[PROBLEM REQUIREMENTS] Format the records as a Markdown table with the columns No. and Text, starting at the line that contains "Quiz Round 4" and ending with the last line of the records. Number each line and leave out any blank lines.

Coordinate annotation records
________________________
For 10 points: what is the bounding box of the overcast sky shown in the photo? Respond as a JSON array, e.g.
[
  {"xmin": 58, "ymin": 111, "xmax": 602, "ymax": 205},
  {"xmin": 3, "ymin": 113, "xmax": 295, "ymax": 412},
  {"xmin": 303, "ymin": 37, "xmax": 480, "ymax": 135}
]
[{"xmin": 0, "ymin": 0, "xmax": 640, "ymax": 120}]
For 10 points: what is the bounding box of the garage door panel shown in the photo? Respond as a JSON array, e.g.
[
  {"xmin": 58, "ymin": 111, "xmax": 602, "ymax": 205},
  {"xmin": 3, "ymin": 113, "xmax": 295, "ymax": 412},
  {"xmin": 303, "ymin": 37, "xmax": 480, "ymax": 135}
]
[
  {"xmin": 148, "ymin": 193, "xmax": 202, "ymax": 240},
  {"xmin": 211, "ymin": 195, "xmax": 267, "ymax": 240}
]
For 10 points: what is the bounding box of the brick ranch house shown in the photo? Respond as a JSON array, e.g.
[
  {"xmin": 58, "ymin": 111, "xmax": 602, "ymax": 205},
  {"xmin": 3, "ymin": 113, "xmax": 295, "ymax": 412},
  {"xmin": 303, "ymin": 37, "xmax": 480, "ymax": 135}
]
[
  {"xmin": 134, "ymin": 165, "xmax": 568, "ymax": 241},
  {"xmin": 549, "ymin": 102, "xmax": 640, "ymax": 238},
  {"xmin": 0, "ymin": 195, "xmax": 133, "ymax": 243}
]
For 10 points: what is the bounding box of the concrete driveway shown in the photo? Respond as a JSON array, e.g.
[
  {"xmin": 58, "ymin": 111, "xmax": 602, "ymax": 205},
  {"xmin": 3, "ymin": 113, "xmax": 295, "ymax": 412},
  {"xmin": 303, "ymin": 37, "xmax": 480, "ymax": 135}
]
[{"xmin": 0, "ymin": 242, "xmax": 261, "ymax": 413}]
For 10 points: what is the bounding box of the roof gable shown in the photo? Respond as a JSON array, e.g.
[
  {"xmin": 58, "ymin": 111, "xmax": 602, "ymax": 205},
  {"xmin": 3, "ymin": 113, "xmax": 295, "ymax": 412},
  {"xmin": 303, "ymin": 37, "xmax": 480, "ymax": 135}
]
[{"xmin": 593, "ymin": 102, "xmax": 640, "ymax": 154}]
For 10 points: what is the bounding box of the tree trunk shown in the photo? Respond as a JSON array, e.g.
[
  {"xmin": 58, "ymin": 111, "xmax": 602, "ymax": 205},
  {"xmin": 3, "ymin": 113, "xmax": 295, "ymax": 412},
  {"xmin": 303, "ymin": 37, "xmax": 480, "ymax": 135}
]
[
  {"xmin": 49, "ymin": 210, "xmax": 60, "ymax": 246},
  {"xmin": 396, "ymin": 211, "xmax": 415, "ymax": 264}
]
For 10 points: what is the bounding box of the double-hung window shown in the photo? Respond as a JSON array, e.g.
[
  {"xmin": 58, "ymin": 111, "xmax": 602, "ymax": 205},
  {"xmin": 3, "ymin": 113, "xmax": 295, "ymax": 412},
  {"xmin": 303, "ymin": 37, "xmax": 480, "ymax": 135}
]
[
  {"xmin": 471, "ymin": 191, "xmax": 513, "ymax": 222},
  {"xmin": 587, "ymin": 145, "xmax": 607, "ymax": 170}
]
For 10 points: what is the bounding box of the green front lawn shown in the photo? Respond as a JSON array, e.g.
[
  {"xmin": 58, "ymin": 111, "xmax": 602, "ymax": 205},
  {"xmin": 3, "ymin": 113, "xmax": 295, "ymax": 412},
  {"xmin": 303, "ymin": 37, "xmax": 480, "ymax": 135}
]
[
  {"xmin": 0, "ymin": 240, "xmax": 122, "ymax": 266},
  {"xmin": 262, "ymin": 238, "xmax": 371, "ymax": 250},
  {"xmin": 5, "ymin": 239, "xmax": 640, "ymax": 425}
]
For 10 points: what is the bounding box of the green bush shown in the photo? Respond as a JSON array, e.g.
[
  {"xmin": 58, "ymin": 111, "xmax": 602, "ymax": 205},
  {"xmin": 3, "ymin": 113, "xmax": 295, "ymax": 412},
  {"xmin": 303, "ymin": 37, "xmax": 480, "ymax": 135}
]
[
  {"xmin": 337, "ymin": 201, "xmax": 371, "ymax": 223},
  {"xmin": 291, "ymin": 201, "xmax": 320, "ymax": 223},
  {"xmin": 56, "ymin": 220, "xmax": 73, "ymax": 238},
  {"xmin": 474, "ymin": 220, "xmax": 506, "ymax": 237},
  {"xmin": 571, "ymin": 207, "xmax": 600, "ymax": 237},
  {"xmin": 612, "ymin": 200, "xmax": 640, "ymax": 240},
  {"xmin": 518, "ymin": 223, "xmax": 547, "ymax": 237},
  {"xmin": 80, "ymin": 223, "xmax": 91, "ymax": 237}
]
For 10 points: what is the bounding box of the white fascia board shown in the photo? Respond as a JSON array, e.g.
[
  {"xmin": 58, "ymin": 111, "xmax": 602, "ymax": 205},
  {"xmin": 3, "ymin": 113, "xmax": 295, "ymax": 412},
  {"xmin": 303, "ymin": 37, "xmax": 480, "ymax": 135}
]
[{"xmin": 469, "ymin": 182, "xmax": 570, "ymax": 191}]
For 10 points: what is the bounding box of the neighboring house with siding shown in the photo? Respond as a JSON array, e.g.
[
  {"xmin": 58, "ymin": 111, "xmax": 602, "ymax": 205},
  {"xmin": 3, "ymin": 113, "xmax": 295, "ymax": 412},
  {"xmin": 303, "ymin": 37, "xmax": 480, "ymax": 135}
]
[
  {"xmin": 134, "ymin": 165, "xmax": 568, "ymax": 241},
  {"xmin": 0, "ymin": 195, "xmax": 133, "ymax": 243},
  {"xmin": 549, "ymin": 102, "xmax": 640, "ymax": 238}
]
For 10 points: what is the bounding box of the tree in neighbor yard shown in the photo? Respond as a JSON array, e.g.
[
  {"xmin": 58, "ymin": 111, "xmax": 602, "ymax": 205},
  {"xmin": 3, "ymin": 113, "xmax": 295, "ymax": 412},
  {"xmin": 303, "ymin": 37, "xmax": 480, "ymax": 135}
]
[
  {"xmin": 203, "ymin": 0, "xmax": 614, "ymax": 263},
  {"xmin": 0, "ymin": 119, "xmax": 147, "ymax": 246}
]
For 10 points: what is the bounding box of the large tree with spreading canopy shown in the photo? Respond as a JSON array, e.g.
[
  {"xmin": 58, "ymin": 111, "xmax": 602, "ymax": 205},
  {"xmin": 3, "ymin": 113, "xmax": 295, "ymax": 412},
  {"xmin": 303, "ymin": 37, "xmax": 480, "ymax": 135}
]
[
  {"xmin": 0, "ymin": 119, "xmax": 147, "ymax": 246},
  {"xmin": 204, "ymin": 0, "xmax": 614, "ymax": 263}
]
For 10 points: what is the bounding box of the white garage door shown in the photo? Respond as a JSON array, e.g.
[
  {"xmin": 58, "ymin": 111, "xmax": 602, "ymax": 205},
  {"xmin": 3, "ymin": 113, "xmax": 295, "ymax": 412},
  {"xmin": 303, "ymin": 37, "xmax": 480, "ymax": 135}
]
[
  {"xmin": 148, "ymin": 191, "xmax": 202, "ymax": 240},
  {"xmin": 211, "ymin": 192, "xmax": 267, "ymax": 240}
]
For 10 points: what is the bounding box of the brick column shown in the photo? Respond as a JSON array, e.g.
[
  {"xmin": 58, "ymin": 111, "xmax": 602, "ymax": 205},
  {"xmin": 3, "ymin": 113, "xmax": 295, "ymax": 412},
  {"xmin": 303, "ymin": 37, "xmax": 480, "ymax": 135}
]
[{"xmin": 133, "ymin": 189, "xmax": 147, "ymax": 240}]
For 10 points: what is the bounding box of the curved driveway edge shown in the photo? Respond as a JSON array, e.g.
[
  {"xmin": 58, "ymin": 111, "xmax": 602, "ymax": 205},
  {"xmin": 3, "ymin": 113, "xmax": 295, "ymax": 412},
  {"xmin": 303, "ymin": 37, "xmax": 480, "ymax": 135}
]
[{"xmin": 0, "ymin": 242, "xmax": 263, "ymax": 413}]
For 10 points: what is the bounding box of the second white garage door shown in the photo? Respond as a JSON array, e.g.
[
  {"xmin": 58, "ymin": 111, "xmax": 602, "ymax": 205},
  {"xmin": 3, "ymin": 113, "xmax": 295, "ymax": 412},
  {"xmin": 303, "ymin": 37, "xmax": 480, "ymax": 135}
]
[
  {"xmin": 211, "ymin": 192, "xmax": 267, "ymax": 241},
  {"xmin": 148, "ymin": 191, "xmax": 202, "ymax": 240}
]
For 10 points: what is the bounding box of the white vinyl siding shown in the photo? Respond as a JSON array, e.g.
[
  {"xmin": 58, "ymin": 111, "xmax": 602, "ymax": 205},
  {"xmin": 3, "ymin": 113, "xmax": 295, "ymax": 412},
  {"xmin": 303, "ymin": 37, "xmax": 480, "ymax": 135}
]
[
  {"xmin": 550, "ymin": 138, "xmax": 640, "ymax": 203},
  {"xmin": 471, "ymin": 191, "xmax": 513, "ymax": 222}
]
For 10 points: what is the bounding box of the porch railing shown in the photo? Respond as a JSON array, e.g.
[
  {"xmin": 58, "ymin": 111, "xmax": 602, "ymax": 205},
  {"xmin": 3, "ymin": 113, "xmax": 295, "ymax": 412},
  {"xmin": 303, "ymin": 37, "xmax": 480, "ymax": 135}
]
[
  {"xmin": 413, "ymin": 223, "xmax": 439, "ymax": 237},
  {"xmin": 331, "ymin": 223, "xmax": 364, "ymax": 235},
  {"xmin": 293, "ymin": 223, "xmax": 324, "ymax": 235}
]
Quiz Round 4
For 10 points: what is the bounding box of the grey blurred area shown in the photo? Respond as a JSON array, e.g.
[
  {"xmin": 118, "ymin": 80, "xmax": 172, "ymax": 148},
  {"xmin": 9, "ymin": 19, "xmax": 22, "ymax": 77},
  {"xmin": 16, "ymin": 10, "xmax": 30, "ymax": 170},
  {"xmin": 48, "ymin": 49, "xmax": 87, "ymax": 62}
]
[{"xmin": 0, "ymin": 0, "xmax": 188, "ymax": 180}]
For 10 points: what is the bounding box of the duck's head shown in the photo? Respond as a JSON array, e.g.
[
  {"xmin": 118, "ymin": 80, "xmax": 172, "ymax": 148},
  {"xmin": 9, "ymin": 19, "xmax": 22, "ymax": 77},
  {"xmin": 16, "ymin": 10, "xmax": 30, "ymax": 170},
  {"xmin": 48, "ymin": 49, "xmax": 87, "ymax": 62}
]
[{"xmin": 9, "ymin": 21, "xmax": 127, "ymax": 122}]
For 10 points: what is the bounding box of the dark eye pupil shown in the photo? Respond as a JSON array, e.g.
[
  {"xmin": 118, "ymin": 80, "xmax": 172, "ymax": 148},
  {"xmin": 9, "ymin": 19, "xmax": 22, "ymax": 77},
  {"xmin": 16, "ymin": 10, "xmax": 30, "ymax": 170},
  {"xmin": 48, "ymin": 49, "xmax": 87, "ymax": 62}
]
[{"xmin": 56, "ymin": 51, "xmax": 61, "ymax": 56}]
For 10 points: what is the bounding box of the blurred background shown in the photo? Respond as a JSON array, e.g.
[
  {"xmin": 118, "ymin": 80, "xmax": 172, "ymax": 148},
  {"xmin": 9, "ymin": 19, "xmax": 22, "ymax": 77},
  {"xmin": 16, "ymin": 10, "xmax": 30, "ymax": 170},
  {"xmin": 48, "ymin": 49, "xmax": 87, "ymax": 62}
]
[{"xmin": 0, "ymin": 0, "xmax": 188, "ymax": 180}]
________________________
[EXERCISE SOLUTION]
| No. | Text |
|---|---|
| 1 | Quiz Round 4 |
| 2 | For 10 points: what is the bounding box of the grey blurred area shown in the photo? Respond as a JSON array, e.g. |
| 3 | [ |
| 4 |   {"xmin": 118, "ymin": 80, "xmax": 172, "ymax": 148}, |
| 5 |   {"xmin": 9, "ymin": 19, "xmax": 22, "ymax": 77}, |
| 6 |   {"xmin": 16, "ymin": 10, "xmax": 30, "ymax": 170}, |
| 7 |   {"xmin": 48, "ymin": 49, "xmax": 87, "ymax": 62} |
| 8 | ] |
| 9 | [{"xmin": 0, "ymin": 0, "xmax": 188, "ymax": 180}] |
| 10 | For 10 points: what is the bounding box of the duck's head shown in the photo? Respond as a JSON array, e.g. |
| 11 | [ |
| 12 |   {"xmin": 118, "ymin": 80, "xmax": 172, "ymax": 148}, |
| 13 |   {"xmin": 9, "ymin": 19, "xmax": 22, "ymax": 77}, |
| 14 |   {"xmin": 16, "ymin": 10, "xmax": 30, "ymax": 170}, |
| 15 |   {"xmin": 48, "ymin": 49, "xmax": 87, "ymax": 62} |
| 16 | ] |
| 17 | [{"xmin": 9, "ymin": 21, "xmax": 127, "ymax": 122}] |
| 18 | For 10 points: what is the bounding box of the dark eye pupil shown in the photo? Respond as a JSON array, e.g. |
| 19 | [ |
| 20 |   {"xmin": 118, "ymin": 80, "xmax": 172, "ymax": 148}, |
| 21 |   {"xmin": 9, "ymin": 19, "xmax": 22, "ymax": 77}, |
| 22 |   {"xmin": 16, "ymin": 10, "xmax": 30, "ymax": 170}, |
| 23 |   {"xmin": 48, "ymin": 49, "xmax": 87, "ymax": 62} |
| 24 | ] |
| 25 | [{"xmin": 56, "ymin": 51, "xmax": 61, "ymax": 56}] |
| 26 | For 10 points: what is the bounding box of the blurred background shown in the photo? Respond as a JSON array, e.g. |
| 27 | [ |
| 28 |   {"xmin": 118, "ymin": 80, "xmax": 172, "ymax": 148}, |
| 29 |   {"xmin": 9, "ymin": 19, "xmax": 22, "ymax": 77}, |
| 30 |   {"xmin": 16, "ymin": 10, "xmax": 30, "ymax": 170}, |
| 31 |   {"xmin": 48, "ymin": 49, "xmax": 87, "ymax": 62} |
| 32 | ] |
| 33 | [{"xmin": 0, "ymin": 0, "xmax": 188, "ymax": 180}] |